▸ **Fragmento del texto**:
|---|

Si una persona, violando los mandamientos de Dios, ostenta ofrendas puntuales de misericordia, servicio a los pobres, desamparados, y afligidos, pero en paralelo vive una vida disoluta en lo privado, tal ofrenda se le tiene por mala ante Dios. Es como el traficante de drogas que usa el dinero mal habido en hacer viviendas a sus conocidos o para dar limosnas, e incluso para hacer iglesias y sostenerlas.
Por eso a un pecador no se le aceptará una ofrenda buena, si no viene acompañada del arrepentimiento, el bautismo, y el compromiso de vivir según la ley. Gen 4:3-5 ya habla de esta aceptación o negación de ofrendas, según origen:
«Y aconteció andando el tiempo, que Caín trajo del fruto de la tierra una ofrenda a Javeh. Y Abel trajo también de los primogénitos de sus ovejas, de lo más gordo de ellas. Y miró Javeh con agrado a Abel y a su ofrenda; pero no miró con agrado a Caín y a la ofrenda suya. Y se ensañó Caín en gran manera, y decayó su semblante…»
Así, vemos que nadie que se acoja a los susurros del diablo y se haga su siervo en ciertas cosas, puede seguir a Cristo; y si sigue a Cristo, no puede servir al diablo. Todo lo que es bueno viene de Dios; y todo lo que es malo, viene de satanás; porque este se hizo a sí mismo enemigo del Padre Celestial, y lucha contra Él continuamente, e incita a pecar y hacer lo malo sin cesar.
Tengamos pues cuidado en juzgar que lo que es malo viene de Dios o que lo que es bueno viene del diablo. Ajustémonos a los parámetros de Cristo. Por ej: el sexo en matrimonio es bueno: viene de Dios, pero el sexo, según lo ve hoy la humanidad con total normalidad, fuera del matrimonio (en cualquier variante) es una cadena que del mismo infierno viene, se ajusta a los adeptos… y hacia allí les arrastrará finalmente.
Todo argumento que persuada a hacer lo malo, y no creer en Cristo, y negarlo, y a no servir a Dios, proviene del diablo. Porque él no induce a nadie a hacer lo bueno; ni lo hacen tampoco sus ángeles (millones de ellos) ni los que a él se sujetan.
¿Y cómo es posible aferrarse a todo lo bueno? Pues mediante la fe en las Escrituras; ellas nos dicen que Dios, sabiendo todas las cosas, dado que existe de eternidad en eternidad, envió ángeles para ministrar a los hijos de los hombres, para manifestar concerniente a la venida del Mesías, y que de él, de Cristo, habría de venir todo lo bueno que espera a la raza humana. Y declaró a Sus profetas que Cristo vendría.
Y después que vino, los hombres fueron salvos por la fe en su nombre, y por la fe, llegan a ser hijos del Dios Altísimo a través de Jesús, el puente de reconciliación entre los humanos y su Creador. Cristo reclama al Padre a todos los que tienen fe en Él; y los que tienen fe en Él se allegan a hacer lo bueno… de lo contrario, su fe no es fe. Cristo aboga a favor de todos aquellos que le reconocen, pues mora junto al Padre.
Y Él ha dicho:
“Arrepentíos, todos vosotros, extremos de la tierra, y venid a mí, y sed bautizados, y tened fe en mí, y seréis salvos”

|---|

▸ **Datos sin procesar**:
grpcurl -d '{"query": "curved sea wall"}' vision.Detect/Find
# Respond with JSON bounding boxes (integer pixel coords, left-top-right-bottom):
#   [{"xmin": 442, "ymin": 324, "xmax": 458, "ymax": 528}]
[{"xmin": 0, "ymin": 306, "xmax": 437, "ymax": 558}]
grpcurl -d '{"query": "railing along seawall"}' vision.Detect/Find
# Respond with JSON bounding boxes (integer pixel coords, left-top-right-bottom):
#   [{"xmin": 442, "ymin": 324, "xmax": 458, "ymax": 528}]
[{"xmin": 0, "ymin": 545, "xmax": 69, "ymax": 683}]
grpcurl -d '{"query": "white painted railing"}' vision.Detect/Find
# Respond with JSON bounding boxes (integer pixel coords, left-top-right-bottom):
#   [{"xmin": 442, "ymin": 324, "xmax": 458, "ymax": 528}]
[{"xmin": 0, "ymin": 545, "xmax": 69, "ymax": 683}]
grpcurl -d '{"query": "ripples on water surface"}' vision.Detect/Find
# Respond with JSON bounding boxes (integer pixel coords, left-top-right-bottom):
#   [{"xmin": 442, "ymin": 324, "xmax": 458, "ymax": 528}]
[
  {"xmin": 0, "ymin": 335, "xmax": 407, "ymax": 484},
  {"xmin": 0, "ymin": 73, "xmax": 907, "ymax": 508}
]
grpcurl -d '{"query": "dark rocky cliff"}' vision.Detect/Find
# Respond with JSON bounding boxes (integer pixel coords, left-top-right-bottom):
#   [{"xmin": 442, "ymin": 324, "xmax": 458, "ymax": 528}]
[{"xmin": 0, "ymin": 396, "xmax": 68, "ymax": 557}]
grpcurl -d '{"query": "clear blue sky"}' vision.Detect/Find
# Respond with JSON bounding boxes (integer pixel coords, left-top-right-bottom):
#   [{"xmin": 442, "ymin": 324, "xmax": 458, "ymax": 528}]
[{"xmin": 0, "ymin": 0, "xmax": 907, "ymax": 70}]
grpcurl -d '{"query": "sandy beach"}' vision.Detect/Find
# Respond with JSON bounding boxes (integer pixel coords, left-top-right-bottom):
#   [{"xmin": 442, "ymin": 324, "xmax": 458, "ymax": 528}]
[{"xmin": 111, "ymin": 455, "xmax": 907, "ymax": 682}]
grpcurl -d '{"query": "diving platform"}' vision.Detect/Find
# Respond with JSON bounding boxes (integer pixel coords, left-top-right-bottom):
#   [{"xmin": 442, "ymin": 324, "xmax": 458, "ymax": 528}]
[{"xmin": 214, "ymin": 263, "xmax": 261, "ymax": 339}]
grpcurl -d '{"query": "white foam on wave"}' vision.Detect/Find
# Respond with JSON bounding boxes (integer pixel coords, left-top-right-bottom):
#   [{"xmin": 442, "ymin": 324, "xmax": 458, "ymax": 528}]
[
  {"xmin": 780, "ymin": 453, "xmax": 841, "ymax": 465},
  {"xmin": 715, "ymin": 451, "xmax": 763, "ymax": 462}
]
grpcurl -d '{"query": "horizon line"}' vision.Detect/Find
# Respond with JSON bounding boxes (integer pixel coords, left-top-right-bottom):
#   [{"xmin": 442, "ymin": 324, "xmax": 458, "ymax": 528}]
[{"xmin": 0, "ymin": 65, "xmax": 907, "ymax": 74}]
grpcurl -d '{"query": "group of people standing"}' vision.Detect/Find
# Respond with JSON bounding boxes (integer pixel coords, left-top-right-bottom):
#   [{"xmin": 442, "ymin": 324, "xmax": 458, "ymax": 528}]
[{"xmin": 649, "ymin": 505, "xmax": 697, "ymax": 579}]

|---|

▸ **Objetivo**: Por favor, resume en dos oraciones el fragmento sobre las ofrendas y la fe en Cristo. Los datos no intervienen en esto.

▸ **Respuesta**: El fragmento sostiene que a un pecador no se le acepta una ofrenda buena si no viene acompañada del arrepentimiento, el bautismo y el compromiso de vivir según la ley, y lo ilustra con las ofrendas de Caín y Abel. Afirma además que todo lo bueno viene de Dios y todo lo malo de satanás, y que por la fe en el nombre de Cristo los hombres son salvos y llegan a ser hijos del Dios Altísimo.